Document section:
============================================================

Victoria Belous, Minister of Finance of RM
At the same time, the revenue item fell slightly short of the plan. The state budget revenues were planned at 66 billion 613.2 million lei, excluding transfers. As a result, they were realized at the level of 99%.
As for the state budget expenditures, the gap with the plan is bigger. They were implemented at the level of 97.5%. Initially, the expenditure part was planned in the amount of 82.2 billion lei. However, at the end of the year, this indicator amounted to only 80.1 billion lei. It turned out to be less even compared to the previous year 2023 – by 600 million lei.
The situation when the expenditure part does not grow compared to the previous year, but, on the contrary, shrinks, is very rare. Especially when inflation is taken into account. As a rule, at the stage of budget development, the reduction of expenditures is not planned. That is why experts paid attention to the phenomenon of budget expenditures reduction as early as last year. They attributed it to the fact that in 2024 the period of loan repayment came, the vacation on loans ended, and it worked negatively, putting pressure on the budget.
Initially, it was planned to receive almost 15 billion lei in loans, while the amount of debt repayment amounted to 10.8 billion lei. Less than a third of this amount was left for direct expenditures.
In other words, despite the fact that external resources were coming in, sending large sums of money to repay debts on loans led to a decrease in state budget expenditures, the experts said. And they concluded that the authorities would have to save on expenditures.
As a result, about 45.3% of the total amount of expenditures, as reported in the Ministry of Finance, is spent on programs and services financed from the state budget, while 54.7% – on transfers to local budgets, the budget of social insurance and compulsory health insurance. Most resources were allocated to social protection (26%), education (23.1%), general public services (14.3%), health care (11.4%), and economic services (10.8%)
The pain point of the previous 2023 budget was the record deficit. As experts noted, it did not fit within the EU’s allowable figure of no more than 3% of GDP. Otherwise, the country falls into a vicious circle, the so-called “Greek syndrome”, when the state borrows without taking into account this important indicator and finds itself in a hole. And only crisis management and cuts in expenditures rescue the country from it.

============================================================

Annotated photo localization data
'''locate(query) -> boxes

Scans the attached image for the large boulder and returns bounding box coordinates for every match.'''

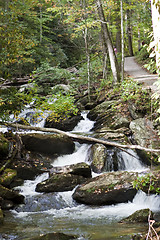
[36,173,86,193]
[24,233,77,240]
[49,162,92,178]
[129,118,160,148]
[89,143,107,173]
[10,149,53,181]
[73,172,137,205]
[89,143,118,173]
[0,168,17,187]
[22,133,75,154]
[0,185,24,209]
[44,113,82,131]
[88,100,131,143]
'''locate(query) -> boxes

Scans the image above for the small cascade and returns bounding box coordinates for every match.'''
[0,113,160,240]
[117,149,147,172]
[52,143,90,167]
[15,173,48,197]
[72,111,95,133]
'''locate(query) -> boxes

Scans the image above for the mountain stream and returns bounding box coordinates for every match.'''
[0,113,160,240]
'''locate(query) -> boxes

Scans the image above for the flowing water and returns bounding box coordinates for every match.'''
[0,111,160,240]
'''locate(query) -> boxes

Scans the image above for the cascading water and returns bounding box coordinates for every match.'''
[0,111,160,240]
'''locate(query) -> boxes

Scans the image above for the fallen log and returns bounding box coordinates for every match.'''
[0,122,160,153]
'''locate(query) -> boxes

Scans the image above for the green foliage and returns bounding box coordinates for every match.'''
[38,94,78,121]
[133,173,160,194]
[33,62,73,95]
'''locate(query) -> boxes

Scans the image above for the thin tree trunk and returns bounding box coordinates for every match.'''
[151,0,160,72]
[127,9,134,56]
[121,0,124,81]
[81,0,91,102]
[96,0,120,83]
[39,6,43,43]
[0,122,160,153]
[84,26,91,102]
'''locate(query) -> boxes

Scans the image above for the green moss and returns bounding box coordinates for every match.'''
[0,208,3,225]
[0,168,17,186]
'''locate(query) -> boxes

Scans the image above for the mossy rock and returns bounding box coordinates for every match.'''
[21,133,75,154]
[89,143,107,173]
[0,133,9,159]
[121,208,153,223]
[0,168,17,187]
[0,185,24,204]
[72,171,137,206]
[25,233,77,240]
[0,208,4,225]
[36,173,86,193]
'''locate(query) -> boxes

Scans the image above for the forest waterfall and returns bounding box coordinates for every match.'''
[1,113,160,240]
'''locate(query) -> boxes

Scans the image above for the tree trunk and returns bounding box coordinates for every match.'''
[151,0,160,70]
[39,5,43,43]
[0,122,160,153]
[121,0,124,81]
[81,0,91,102]
[96,0,120,83]
[127,9,134,57]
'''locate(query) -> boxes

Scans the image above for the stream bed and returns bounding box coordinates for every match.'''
[0,111,160,240]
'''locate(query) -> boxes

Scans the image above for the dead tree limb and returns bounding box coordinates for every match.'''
[0,122,160,153]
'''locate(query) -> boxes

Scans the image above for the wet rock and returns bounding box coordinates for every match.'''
[88,100,130,142]
[49,162,92,178]
[22,133,75,154]
[120,208,153,223]
[0,168,17,187]
[129,118,160,148]
[0,208,4,225]
[89,143,107,173]
[36,173,86,192]
[73,172,137,205]
[10,149,53,180]
[25,233,77,240]
[44,113,82,131]
[0,199,14,210]
[0,185,24,204]
[128,101,144,120]
[135,170,160,194]
[0,133,9,159]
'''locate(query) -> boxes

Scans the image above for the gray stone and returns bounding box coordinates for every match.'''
[129,118,160,148]
[120,208,153,223]
[22,133,75,154]
[49,162,92,178]
[36,173,86,193]
[73,172,137,205]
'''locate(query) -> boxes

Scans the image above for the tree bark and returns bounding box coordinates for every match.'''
[96,0,120,83]
[121,0,124,81]
[0,122,160,153]
[151,0,160,70]
[127,9,134,57]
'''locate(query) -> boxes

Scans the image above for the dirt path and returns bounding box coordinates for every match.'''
[124,57,158,92]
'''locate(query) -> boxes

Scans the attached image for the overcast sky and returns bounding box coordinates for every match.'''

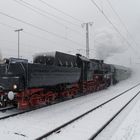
[0,0,140,64]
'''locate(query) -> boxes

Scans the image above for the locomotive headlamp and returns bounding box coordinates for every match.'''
[13,84,17,89]
[8,91,16,100]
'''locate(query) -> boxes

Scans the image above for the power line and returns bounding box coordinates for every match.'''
[0,11,82,46]
[13,0,82,36]
[0,22,85,50]
[91,0,137,53]
[39,0,82,23]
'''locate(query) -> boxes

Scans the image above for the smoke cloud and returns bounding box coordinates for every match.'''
[95,29,126,60]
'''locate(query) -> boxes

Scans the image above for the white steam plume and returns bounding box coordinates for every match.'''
[95,29,126,60]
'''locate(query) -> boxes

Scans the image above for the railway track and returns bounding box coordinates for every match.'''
[36,83,140,140]
[0,105,57,120]
[89,91,140,140]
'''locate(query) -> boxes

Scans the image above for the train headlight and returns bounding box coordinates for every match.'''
[13,85,17,89]
[8,91,16,100]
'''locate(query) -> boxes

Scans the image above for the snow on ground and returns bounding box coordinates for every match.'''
[47,86,140,140]
[0,65,140,140]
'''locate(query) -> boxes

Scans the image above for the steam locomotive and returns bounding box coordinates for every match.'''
[0,51,130,109]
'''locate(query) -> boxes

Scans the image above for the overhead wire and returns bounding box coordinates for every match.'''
[91,0,139,55]
[0,22,85,53]
[13,0,83,36]
[0,11,83,46]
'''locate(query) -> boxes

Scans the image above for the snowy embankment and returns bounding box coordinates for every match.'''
[0,63,140,140]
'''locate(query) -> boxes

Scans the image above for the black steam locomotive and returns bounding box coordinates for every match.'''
[0,51,129,109]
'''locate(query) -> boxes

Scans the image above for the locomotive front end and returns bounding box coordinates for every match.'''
[0,59,24,107]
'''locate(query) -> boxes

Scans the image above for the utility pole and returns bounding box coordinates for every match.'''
[82,22,93,58]
[15,29,23,58]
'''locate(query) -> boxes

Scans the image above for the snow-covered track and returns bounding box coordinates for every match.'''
[36,83,140,140]
[0,105,60,120]
[89,91,140,140]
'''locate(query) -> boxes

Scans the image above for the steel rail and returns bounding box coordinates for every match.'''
[35,83,140,140]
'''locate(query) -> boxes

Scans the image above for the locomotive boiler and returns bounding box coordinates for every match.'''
[0,51,130,109]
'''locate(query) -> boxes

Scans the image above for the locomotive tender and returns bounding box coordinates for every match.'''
[0,51,130,109]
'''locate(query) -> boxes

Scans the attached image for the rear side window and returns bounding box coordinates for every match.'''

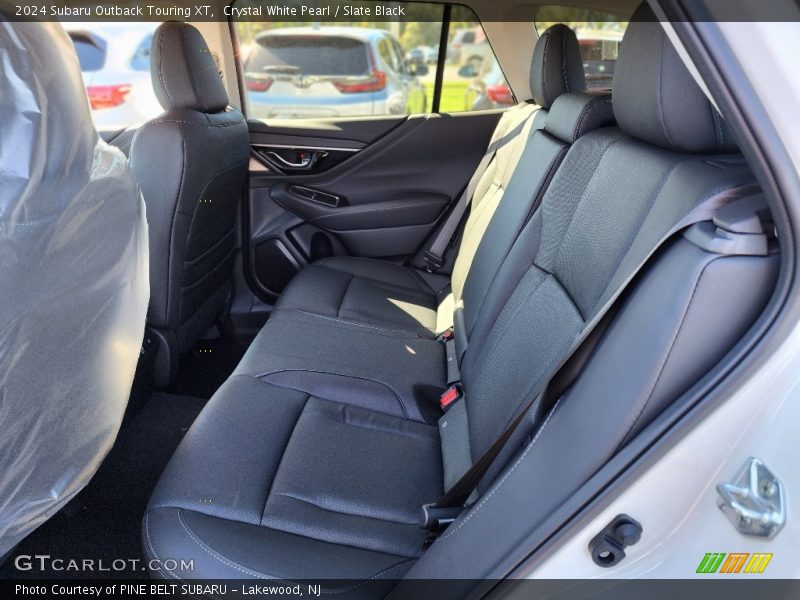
[233,0,506,119]
[131,34,153,72]
[536,6,628,90]
[69,31,106,72]
[244,30,369,77]
[64,22,163,132]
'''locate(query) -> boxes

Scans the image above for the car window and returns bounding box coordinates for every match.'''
[535,6,628,90]
[228,0,514,119]
[131,33,153,72]
[69,31,106,72]
[440,6,516,112]
[64,22,163,131]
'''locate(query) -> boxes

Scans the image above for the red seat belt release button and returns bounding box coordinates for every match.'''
[439,385,461,410]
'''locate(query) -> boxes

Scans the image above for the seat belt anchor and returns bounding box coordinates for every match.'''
[439,384,464,412]
[420,503,464,531]
[424,250,444,273]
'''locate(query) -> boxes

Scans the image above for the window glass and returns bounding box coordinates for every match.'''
[64,22,163,131]
[439,5,516,112]
[131,34,153,73]
[234,0,506,119]
[536,6,628,90]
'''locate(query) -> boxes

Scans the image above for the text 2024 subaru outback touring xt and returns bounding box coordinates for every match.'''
[0,0,800,598]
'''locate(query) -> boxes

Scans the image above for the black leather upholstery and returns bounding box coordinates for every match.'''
[143,8,776,584]
[614,4,736,153]
[130,23,249,385]
[530,24,586,108]
[150,21,228,113]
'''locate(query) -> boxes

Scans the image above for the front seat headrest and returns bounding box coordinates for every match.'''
[150,21,228,113]
[0,19,149,556]
[613,4,736,153]
[531,24,586,109]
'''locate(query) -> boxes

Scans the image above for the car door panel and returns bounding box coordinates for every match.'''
[243,112,500,303]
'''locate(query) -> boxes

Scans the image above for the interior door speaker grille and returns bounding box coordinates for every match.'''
[254,238,300,296]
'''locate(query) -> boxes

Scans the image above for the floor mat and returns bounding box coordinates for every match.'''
[0,393,206,578]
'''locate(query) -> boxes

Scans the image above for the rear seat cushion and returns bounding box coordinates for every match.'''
[268,25,588,338]
[143,4,774,584]
[143,375,442,585]
[275,257,448,338]
[235,311,447,422]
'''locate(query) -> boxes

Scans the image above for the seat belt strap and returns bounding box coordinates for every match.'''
[444,339,461,385]
[423,105,536,273]
[424,150,498,273]
[423,186,758,528]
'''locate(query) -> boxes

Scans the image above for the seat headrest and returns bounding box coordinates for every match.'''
[531,24,586,109]
[150,21,228,113]
[613,4,736,154]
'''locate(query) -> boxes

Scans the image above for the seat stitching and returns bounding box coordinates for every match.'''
[561,26,571,92]
[618,259,713,448]
[572,97,611,143]
[336,275,355,319]
[144,512,180,579]
[282,308,431,341]
[271,492,418,525]
[257,394,311,525]
[542,31,551,105]
[177,508,408,594]
[158,30,175,104]
[439,396,563,540]
[144,116,245,128]
[255,369,414,421]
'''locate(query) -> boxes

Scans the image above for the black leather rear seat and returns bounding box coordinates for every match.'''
[143,3,777,584]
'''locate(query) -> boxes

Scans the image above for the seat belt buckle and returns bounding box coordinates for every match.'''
[436,327,455,344]
[423,250,444,273]
[439,384,463,412]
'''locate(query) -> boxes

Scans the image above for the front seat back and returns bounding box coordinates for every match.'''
[130,22,249,385]
[0,18,148,557]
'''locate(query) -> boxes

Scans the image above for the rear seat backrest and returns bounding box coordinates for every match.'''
[440,3,764,487]
[447,24,588,318]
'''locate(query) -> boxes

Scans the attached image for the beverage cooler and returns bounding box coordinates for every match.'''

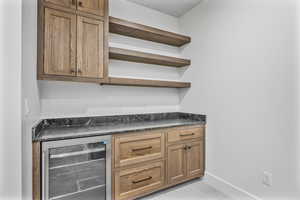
[42,136,111,200]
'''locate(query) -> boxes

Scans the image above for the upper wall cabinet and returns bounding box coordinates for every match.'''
[45,0,105,16]
[38,0,108,83]
[44,8,76,76]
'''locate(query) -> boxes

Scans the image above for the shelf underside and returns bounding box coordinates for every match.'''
[109,47,191,67]
[101,77,191,88]
[109,17,191,47]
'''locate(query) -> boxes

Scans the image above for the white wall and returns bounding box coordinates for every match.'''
[180,0,300,199]
[0,0,22,199]
[39,0,182,117]
[22,0,40,199]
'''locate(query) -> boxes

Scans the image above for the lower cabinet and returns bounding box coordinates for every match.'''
[114,161,165,199]
[167,144,187,184]
[112,126,205,200]
[167,141,204,185]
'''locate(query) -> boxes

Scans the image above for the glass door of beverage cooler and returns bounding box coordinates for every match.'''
[42,136,111,200]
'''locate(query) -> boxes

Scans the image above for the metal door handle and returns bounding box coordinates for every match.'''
[132,146,152,151]
[132,176,152,184]
[180,133,195,137]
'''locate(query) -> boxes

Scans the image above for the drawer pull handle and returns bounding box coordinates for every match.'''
[180,133,195,137]
[132,176,152,184]
[132,146,152,151]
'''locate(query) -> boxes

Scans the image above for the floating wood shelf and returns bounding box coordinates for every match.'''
[109,47,191,67]
[109,17,191,47]
[101,77,191,88]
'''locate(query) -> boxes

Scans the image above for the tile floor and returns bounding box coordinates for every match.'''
[140,179,233,200]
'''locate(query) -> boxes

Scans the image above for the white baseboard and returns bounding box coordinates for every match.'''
[204,172,262,200]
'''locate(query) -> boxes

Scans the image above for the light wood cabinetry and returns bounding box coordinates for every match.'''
[77,0,105,16]
[115,161,165,199]
[45,0,76,9]
[38,0,108,83]
[187,140,204,177]
[112,126,205,200]
[114,132,165,167]
[77,16,104,78]
[167,127,205,185]
[44,8,76,76]
[167,144,187,183]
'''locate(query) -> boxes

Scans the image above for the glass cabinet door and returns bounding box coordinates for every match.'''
[43,137,110,200]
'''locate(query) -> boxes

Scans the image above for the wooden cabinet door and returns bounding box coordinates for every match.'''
[187,140,205,176]
[77,0,106,16]
[44,8,76,76]
[167,144,187,184]
[44,0,76,9]
[77,16,104,78]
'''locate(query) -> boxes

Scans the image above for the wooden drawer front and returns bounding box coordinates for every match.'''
[115,133,164,167]
[114,161,164,200]
[168,127,204,143]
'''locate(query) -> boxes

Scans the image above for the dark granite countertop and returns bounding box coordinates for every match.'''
[33,113,206,141]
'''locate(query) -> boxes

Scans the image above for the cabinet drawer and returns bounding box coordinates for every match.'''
[168,127,204,143]
[114,161,165,200]
[114,132,164,167]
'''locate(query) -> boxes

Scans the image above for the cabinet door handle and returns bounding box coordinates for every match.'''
[132,176,152,184]
[180,133,195,137]
[132,146,152,151]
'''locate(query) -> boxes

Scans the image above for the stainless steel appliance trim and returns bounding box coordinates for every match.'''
[42,135,112,200]
[50,148,105,158]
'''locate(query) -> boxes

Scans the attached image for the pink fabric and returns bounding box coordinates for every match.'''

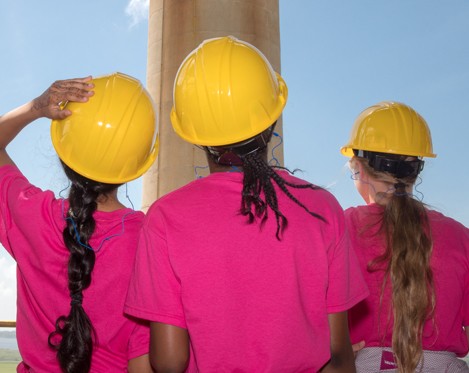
[0,166,149,373]
[125,172,368,372]
[345,205,469,356]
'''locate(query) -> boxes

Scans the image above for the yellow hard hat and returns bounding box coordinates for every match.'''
[340,101,436,157]
[51,73,159,184]
[171,36,288,146]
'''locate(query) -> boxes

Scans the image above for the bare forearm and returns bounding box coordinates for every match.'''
[0,101,40,150]
[321,354,356,373]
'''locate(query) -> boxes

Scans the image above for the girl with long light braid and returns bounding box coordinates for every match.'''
[0,73,158,373]
[341,102,469,373]
[125,37,368,373]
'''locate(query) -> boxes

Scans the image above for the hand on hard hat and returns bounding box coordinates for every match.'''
[33,76,94,119]
[51,73,158,184]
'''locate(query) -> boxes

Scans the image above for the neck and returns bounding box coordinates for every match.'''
[205,151,267,174]
[96,189,125,212]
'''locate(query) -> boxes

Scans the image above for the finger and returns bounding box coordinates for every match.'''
[56,75,93,83]
[49,109,72,120]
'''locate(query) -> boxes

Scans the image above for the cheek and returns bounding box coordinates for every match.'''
[354,180,369,203]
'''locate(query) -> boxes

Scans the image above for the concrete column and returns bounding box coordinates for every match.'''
[142,0,283,210]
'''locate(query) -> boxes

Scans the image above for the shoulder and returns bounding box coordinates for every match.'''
[427,210,469,238]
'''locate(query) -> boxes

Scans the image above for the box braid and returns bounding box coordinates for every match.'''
[240,148,326,240]
[49,162,119,373]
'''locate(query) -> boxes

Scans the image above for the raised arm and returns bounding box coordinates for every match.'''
[321,312,356,373]
[0,77,93,166]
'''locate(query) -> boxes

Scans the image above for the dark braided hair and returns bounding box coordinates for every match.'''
[49,162,119,373]
[240,142,326,240]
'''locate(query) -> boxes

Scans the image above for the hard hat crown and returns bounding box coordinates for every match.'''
[51,73,159,184]
[171,36,288,146]
[341,101,436,157]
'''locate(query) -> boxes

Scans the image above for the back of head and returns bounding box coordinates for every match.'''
[49,73,158,373]
[341,102,436,373]
[171,36,326,239]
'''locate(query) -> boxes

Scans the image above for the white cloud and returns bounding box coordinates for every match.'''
[125,0,150,27]
[0,254,16,320]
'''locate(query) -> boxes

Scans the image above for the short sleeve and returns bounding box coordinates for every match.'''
[0,165,40,258]
[125,206,186,328]
[327,208,369,313]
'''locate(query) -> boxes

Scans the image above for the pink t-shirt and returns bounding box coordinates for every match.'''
[345,204,469,356]
[0,166,149,373]
[125,172,368,372]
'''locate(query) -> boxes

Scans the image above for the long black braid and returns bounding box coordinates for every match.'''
[240,149,326,240]
[49,162,119,373]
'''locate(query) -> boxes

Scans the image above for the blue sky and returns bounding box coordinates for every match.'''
[0,0,469,319]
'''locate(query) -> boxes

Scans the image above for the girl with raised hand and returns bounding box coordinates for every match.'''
[341,102,469,373]
[0,73,158,373]
[126,37,368,373]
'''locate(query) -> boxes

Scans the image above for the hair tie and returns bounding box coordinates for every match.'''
[70,293,83,306]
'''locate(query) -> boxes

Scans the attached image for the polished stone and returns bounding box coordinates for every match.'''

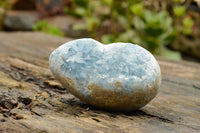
[50,38,161,111]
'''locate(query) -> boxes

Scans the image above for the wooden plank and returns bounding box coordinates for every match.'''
[0,32,200,133]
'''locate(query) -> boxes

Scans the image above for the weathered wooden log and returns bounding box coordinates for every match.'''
[0,32,200,133]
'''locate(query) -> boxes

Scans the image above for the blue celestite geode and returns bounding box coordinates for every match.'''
[50,38,161,111]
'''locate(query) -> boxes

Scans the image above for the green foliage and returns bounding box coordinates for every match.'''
[133,10,176,54]
[182,17,194,35]
[66,0,184,59]
[33,20,64,36]
[173,6,185,17]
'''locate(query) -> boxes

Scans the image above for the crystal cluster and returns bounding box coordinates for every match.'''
[50,38,161,111]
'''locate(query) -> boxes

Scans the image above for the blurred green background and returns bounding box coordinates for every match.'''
[0,0,200,62]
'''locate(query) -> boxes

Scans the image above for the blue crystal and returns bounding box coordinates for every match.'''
[50,38,161,111]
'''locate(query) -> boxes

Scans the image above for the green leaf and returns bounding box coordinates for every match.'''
[173,6,185,17]
[130,3,143,16]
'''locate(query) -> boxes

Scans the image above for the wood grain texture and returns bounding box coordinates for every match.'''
[0,32,200,133]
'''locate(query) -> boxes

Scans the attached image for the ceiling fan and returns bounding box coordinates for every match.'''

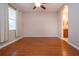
[33,3,46,10]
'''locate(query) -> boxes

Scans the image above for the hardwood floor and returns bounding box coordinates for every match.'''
[0,37,79,56]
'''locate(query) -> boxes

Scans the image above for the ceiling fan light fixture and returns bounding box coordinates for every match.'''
[35,3,41,7]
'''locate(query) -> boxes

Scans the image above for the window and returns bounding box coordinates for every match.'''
[8,6,16,30]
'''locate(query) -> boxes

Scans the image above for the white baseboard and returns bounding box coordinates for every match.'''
[67,42,79,50]
[0,36,23,49]
[23,35,58,37]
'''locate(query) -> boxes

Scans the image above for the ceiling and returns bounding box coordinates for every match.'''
[11,3,64,12]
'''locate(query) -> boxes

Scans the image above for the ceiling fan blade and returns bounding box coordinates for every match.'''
[40,5,46,10]
[33,6,36,9]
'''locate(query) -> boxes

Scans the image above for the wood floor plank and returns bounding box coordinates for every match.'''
[0,37,79,56]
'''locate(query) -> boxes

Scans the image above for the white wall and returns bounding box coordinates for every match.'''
[0,3,8,42]
[68,4,79,49]
[23,11,58,37]
[0,3,23,48]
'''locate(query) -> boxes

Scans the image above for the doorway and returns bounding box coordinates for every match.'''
[62,5,68,41]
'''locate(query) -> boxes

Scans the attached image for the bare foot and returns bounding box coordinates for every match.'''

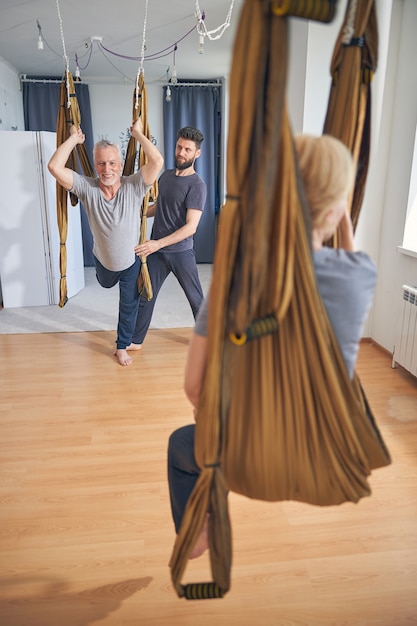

============================================================

Requirement 1:
Answer these questions using the budget report:
(a) At what amount were state budget revenues planned, excluding transfers?
(b) At what level were state budget expenditures implemented?
(c) What share of resources went to education?
Requirement 2: Reproduce the part of the budget report starting with "In other words, despite" and going on through "economic services (10.8%)".
None of the items matter for the work here.

Task response 1:
(a) 66 billion 613.2 million lei
(b) 97.5%
(c) 23.1%

Task response 2:
In other words, despite the fact that external resources were coming in, sending large sums of money to repay debts on loans led to a decrease in state budget expenditures, the experts said. And they concluded that the authorities would have to save on expenditures.
As a result, about 45.3% of the total amount of expenditures, as reported in the Ministry of Finance, is spent on programs and services financed from the state budget, while 54.7% – on transfers to local budgets, the budget of social insurance and compulsory health insurance. Most resources were allocated to social protection (26%), education (23.1%), general public services (14.3%), health care (11.4%), and economic services (10.8%)